Postby Luke » Sat Nov 27, 2010 11:51 pm

Digger wrote:I’d like to add to Luke’s excellent post (only problem I saw was that Judo is relatively modern from 1882, maybe he meant Jiu-Jistu as being ancient).

Whoops! I guess I meant the techniques in Jiu-Jitsu which were later used in Judo.

I think one negative aspect of the way most westerners do martial arts is that they are basically reinforcing and enlarging their egos: They want to dress up in exotic, Asian outfits and use cool, flashy techniques to have power over other people or to impress them. It can often be just a lot of vanity and shallowness.

I think it's also important to realize that the authentic martial arts were at one time martial arts, that is techniques which were used on the battlefield or in life-and-death street duels. Chinese soldiers in the 5th century didn't use polearms and swords because they wanted to fight in some fancy, schmancy, exoticly Asian way: they used them because they were the most deadly weapons which were available to them at that time. If M-16s had existed back then, I'm sure they would have used those instead.

I often think that modern soldiers understand more about the mindset of ancient Asian soldiers than historians or modern "martial arts enthusiasts" do. I don't think there's much difference between the mindset of a Chinese soldier stepping onto the battefield while carrying a deadly weapon and the mindset of a modern western soldier stepping onto the battlefield while carrying a deadly weapon. Effective methods of killing are effective methods of killing, whether they look exotic or not. Fear of death is fear of death.

····················

Copy the entire forum post on martial arts word for word. The records that come next are separate material and have no connection to the forum post on martial arts.

Contour labeling records:
····················

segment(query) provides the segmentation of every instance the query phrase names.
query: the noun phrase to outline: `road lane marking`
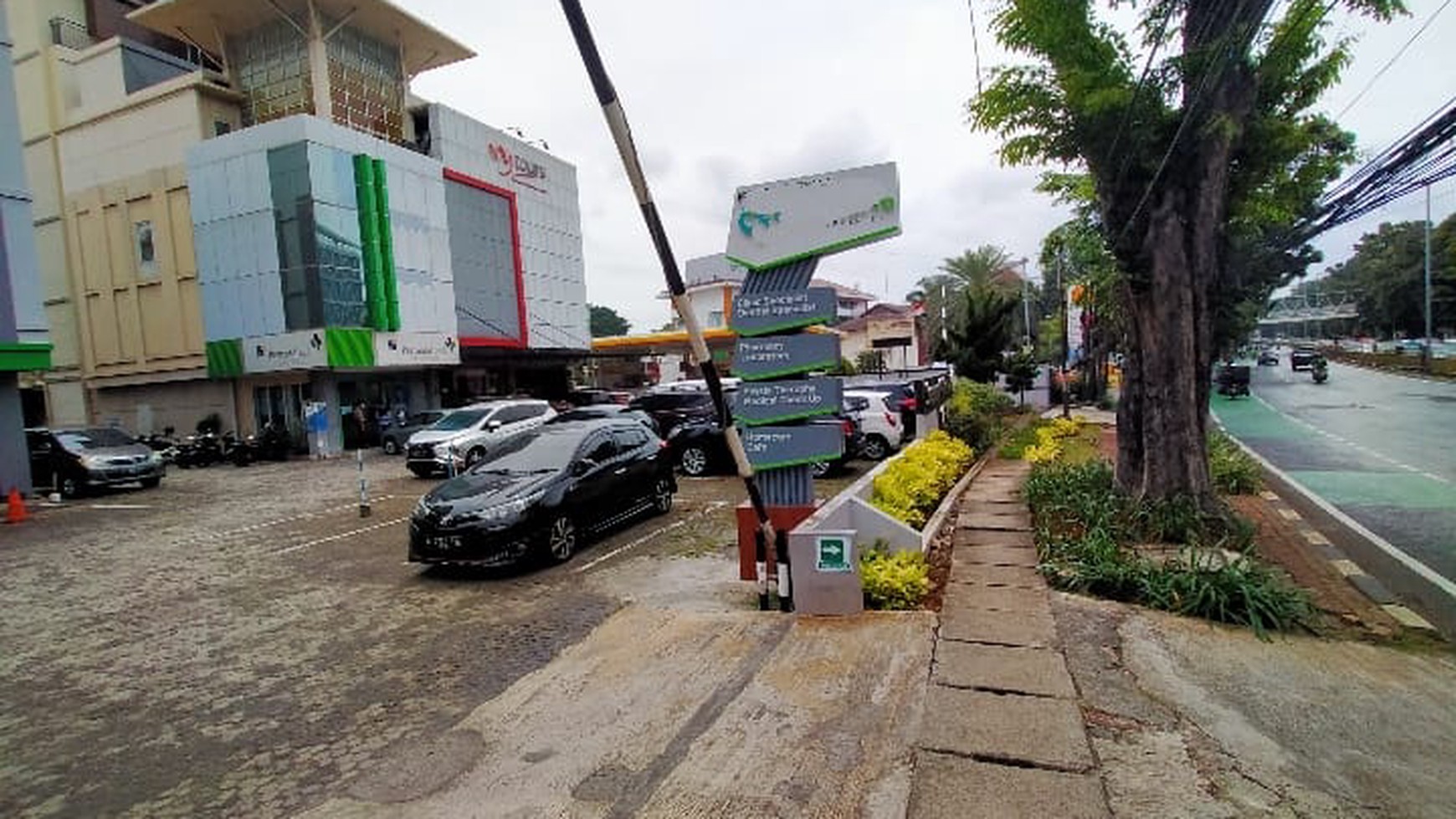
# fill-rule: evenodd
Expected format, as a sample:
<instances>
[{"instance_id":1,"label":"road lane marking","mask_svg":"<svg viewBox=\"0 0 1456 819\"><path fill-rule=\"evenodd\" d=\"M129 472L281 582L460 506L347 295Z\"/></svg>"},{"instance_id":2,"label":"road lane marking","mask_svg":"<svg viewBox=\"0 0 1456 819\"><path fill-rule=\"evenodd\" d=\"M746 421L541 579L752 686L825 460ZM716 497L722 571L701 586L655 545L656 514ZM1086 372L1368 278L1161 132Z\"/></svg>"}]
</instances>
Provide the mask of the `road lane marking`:
<instances>
[{"instance_id":1,"label":"road lane marking","mask_svg":"<svg viewBox=\"0 0 1456 819\"><path fill-rule=\"evenodd\" d=\"M724 508L724 506L727 506L727 505L728 505L728 503L727 503L725 500L713 500L712 503L709 503L709 505L708 505L706 508L703 508L703 509L697 511L697 512L696 512L695 515L692 515L690 518L683 518L681 521L677 521L677 522L674 522L674 524L668 524L668 525L665 525L665 527L662 527L662 528L658 528L658 530L654 530L654 531L651 531L651 532L648 532L648 534L645 534L645 535L642 535L642 537L639 537L639 538L633 540L632 543L625 543L625 544L622 544L622 546L619 546L619 547L613 548L612 551L609 551L609 553L603 554L601 557L597 557L597 559L594 559L594 560L590 560L590 562L587 562L587 563L582 563L581 566L577 566L575 569L572 569L572 573L574 573L574 575L581 575L582 572L585 572L587 569L591 569L593 566L596 566L596 564L598 564L598 563L603 563L603 562L606 562L606 560L610 560L610 559L616 557L617 554L622 554L623 551L626 551L626 550L629 550L629 548L635 548L635 547L638 547L638 546L642 546L644 543L646 543L646 541L649 541L649 540L652 540L652 538L655 538L655 537L658 537L658 535L664 535L664 534L667 534L667 532L670 532L670 531L673 531L673 530L677 530L677 528L681 528L681 527L686 527L686 525L687 525L687 524L690 524L692 521L695 521L695 519L697 519L697 518L705 518L705 516L708 516L708 514L709 514L709 512L716 512L718 509L722 509L722 508Z\"/></svg>"},{"instance_id":2,"label":"road lane marking","mask_svg":"<svg viewBox=\"0 0 1456 819\"><path fill-rule=\"evenodd\" d=\"M329 537L320 537L320 538L316 538L316 540L309 540L309 541L304 541L304 543L300 543L300 544L296 544L296 546L290 546L287 548L280 548L277 551L272 551L271 556L272 557L278 557L280 554L288 554L291 551L298 551L300 548L309 548L312 546L323 546L325 543L333 543L336 540L344 540L347 537L354 537L354 535L361 535L361 534L365 534L365 532L373 532L373 531L384 530L384 528L393 527L396 524L403 524L408 519L409 519L409 515L405 515L403 518L395 518L393 521L384 521L381 524L374 524L373 527L364 527L364 528L358 528L358 530L352 530L352 531L347 531L347 532L339 532L336 535L329 535Z\"/></svg>"},{"instance_id":3,"label":"road lane marking","mask_svg":"<svg viewBox=\"0 0 1456 819\"><path fill-rule=\"evenodd\" d=\"M1254 397L1258 399L1258 396L1254 396ZM1270 409L1274 409L1274 407L1270 407ZM1274 412L1278 412L1278 410L1274 410ZM1220 422L1219 426L1223 428L1223 423ZM1258 464L1261 467L1267 468L1274 476L1277 476L1280 480L1283 480L1284 483L1287 483L1290 486L1290 489L1293 489L1294 492L1299 492L1300 495L1303 495L1306 500L1309 500L1315 506L1319 506L1326 515L1329 515L1331 518L1340 521L1341 524L1344 524L1345 527L1348 527L1350 530L1353 530L1356 534L1358 534L1360 537L1363 537L1367 541L1370 541L1372 544L1374 544L1376 548L1379 548L1380 551L1389 554L1392 559L1395 559L1398 563L1401 563L1402 566L1405 566L1406 569L1409 569L1411 572L1414 572L1423 580L1425 580L1425 582L1431 583L1433 586L1436 586L1437 589L1440 589L1446 596L1456 598L1456 583L1453 583L1452 580L1447 580L1446 578L1443 578L1440 573L1437 573L1430 566L1427 566L1427 564L1421 563L1420 560L1411 557L1409 554L1401 551L1390 541L1388 541L1383 537L1380 537L1380 535L1374 534L1373 531L1367 530L1363 524L1360 524L1360 521L1351 518L1350 515L1347 515L1347 514L1341 512L1338 508L1335 508L1334 503L1331 503L1331 502L1325 500L1324 498L1321 498L1321 496L1315 495L1313 492L1310 492L1305 484L1302 484L1297 480L1294 480L1293 477L1290 477L1289 473L1286 473L1284 470L1281 470L1281 468L1275 467L1273 463L1270 463L1268 458L1265 458L1264 455L1255 452L1248 444L1245 444L1243 441L1239 441L1238 438L1235 438L1233 434L1229 432L1227 428L1223 428L1223 432L1229 436L1229 439L1232 439L1235 444L1238 444L1241 450L1243 450L1245 452L1248 452L1248 455L1251 458L1254 458L1255 461L1258 461Z\"/></svg>"}]
</instances>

····················

In response:
Postby Luke » Sat Nov 27, 2010 11:51 pm

Digger wrote:I’d like to add to Luke’s excellent post (only problem I saw was that Judo is relatively modern from 1882, maybe he meant Jiu-Jistu as being ancient).

Whoops! I guess I meant the techniques in Jiu-Jitsu which were later used in Judo.

I think one negative aspect of the way most westerners do martial arts is that they are basically reinforcing and enlarging their egos: They want to dress up in exotic, Asian outfits and use cool, flashy techniques to have power over other people or to impress them. It can often be just a lot of vanity and shallowness.

I think it's also important to realize that the authentic martial arts were at one time martial arts, that is techniques which were used on the battlefield or in life-and-death street duels. Chinese soldiers in the 5th century didn't use polearms and swords because they wanted to fight in some fancy, schmancy, exoticly Asian way: they used them because they were the most deadly weapons which were available to them at that time. If M-16s had existed back then, I'm sure they would have used those instead.

I often think that modern soldiers understand more about the mindset of ancient Asian soldiers than historians or modern "martial arts enthusiasts" do. I don't think there's much difference between the mindset of a Chinese soldier stepping onto the battefield while carrying a deadly weapon and the mindset of a modern western soldier stepping onto the battlefield while carrying a deadly weapon. Effective methods of killing are effective methods of killing, whether they look exotic or not. Fear of death is fear of death.